Trecho para ler:
Acesso à hierarquia superior.

Excursão recomendada

Torreira - Murtosa - Estarreja - Mira

É o passeio mais longo que se pode fazer na ria, partindo de Aveiro. Dá para um dia difícil de esquecer. 

/ 516 / A viagem, como dizem os barqueiros, pode fazer-se «por fora» ou «por dentro». Chama-se viagem «por fora» ao trajecto Cale da Vila (1) – Canal de S. Jacinto – Costa da Torreira e «por dentro» à passagem em que se utiliza o trajecto mais breve da Cale da Veia – Esteiro da Gramata – Braço da Murtosa. Esta última via, na vazante, não é praticável senão para embarcações que exijam diminuta profundidade.

Convém sair de Aveiro depois da meia maré vazante, de modo. a aproveitar-se a enchente por alturas da Torreira, à entrada da ria de Ovar, da qual o braço do Carregal é o prolongamento mais profundo. e extenso. (pág. 501). Os ventos de feição, para a ida são os de Noroeste, Nordeste, Este e Sudeste. Os restantes não convêm, ou porque são contrários ou prenunciadores de mau tempo. Para a volta interessam os ventos de Norte, Noroeste e Nordeste. Desde que o vento seja fresco, mas moderado, a viagem pode reduzir-se, em tempo, a 60% do previsto.

A ria, em certas manhãs, é de indizível beleza.

Em regra, nas primeiras horas está tranquila, sendo a ocasião mais propícia para os passeios. De tarde levanta-se por vezes uma vibração forte que faz ondulação e carneirada. Quando se alcança a costa de S. Jacinto, a superfície das águas da ria adquire encantadoras perspectivas de amplidão. Não há alguém que, ao observá-las, não se sinta pintor. Se a névoa não oculta os montes do oriente, descobre-se, como um friso azulado, o perfil contínuo das serras de Arestal, Talhadas e Caramulo. À entrada do braço de Ovar, do lado de terra, avistam-se as fiadas de casario de Pardelhas e Murtosa e, da banda do oceano, acompanha-nos a costa da Torreira, com a branca ermida votada a S. Paio. Romaria muito pitoresca e concorrida, a 8 de Setembro. Nesse dia a ria cobre-se de centenas de embarcações, todas engalanadas, de velas pandas, cheias de tocatas e ranchos.

A praia da Torreira é muito frequentada na quadra estival por famílias da burguesia da região. (Posto telefónico, casas e palheiros de aluguer). Carreira regular de passagem para a costa fronteira da Béstida (concelho da Murtosa), a 13 Km. da Linha do Norte (estação do caminho de ferro de Estarreja). São dois quilómetros de travessia, de barco, que custam, em transporte colectivo, dois tostões.

Tarefa curta 1:
Reescreva o trecho de "A praia da Torreira" até "colectivo, dois tostões.", inclusive, pondo "bote" no lugar de "barco".
Tarefa curta 2:
Diga se cada afirmação concorda com o trecho, respondendo sim ou não e citando as palavras do trecho que o decidem: (a) A romaria de S. Paio faz-se a 8 de Setembro. (b) Na vazante, a viagem «por dentro» serve para qualquer embarcação. (c) A travessia de barco para a Béstida custa cinco tostões.
As linhas que aparecem aqui vêm de outra fonte.

Registos do conjunto de dados de anotação de pontos
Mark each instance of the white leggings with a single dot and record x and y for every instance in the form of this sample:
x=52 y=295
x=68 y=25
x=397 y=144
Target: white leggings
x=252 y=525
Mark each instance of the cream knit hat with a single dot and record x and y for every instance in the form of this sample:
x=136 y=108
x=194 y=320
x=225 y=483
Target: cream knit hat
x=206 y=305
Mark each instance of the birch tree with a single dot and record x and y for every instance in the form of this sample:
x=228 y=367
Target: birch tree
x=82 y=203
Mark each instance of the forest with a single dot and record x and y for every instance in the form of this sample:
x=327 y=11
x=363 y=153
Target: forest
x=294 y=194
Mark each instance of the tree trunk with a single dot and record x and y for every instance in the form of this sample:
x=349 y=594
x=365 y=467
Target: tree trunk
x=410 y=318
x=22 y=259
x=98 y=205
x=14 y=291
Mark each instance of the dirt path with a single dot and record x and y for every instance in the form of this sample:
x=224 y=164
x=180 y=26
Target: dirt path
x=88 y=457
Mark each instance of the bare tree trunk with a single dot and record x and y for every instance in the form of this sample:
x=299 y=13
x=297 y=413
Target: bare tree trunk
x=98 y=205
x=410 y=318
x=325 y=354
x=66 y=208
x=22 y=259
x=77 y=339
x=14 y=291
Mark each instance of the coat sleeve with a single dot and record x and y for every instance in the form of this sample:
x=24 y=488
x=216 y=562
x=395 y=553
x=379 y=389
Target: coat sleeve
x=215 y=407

Resposta 1:
A praia da Torreira é muito frequentada na quadra estival por famílias da burguesia da região. (Posto telefónico, casas e palheiros de aluguer). Carreira regular de passagem para a costa fronteira da Béstida (concelho da Murtosa), a 13 Km. da Linha do Norte (estação do caminho de ferro de Estarreja). São dois quilómetros de travessia, de bote, que custam, em transporte colectivo, dois tostões.

Resposta 2:
(a) Sim: "Romaria muito pitoresca e concorrida, a 8 de Setembro."
(b) Não: "Esta última via, na vazante, não é praticável senão para embarcações que exijam diminuta profundidade."
(c) Não: "São dois quilómetros de travessia, de barco, que custam, em transporte colectivo, dois tostões."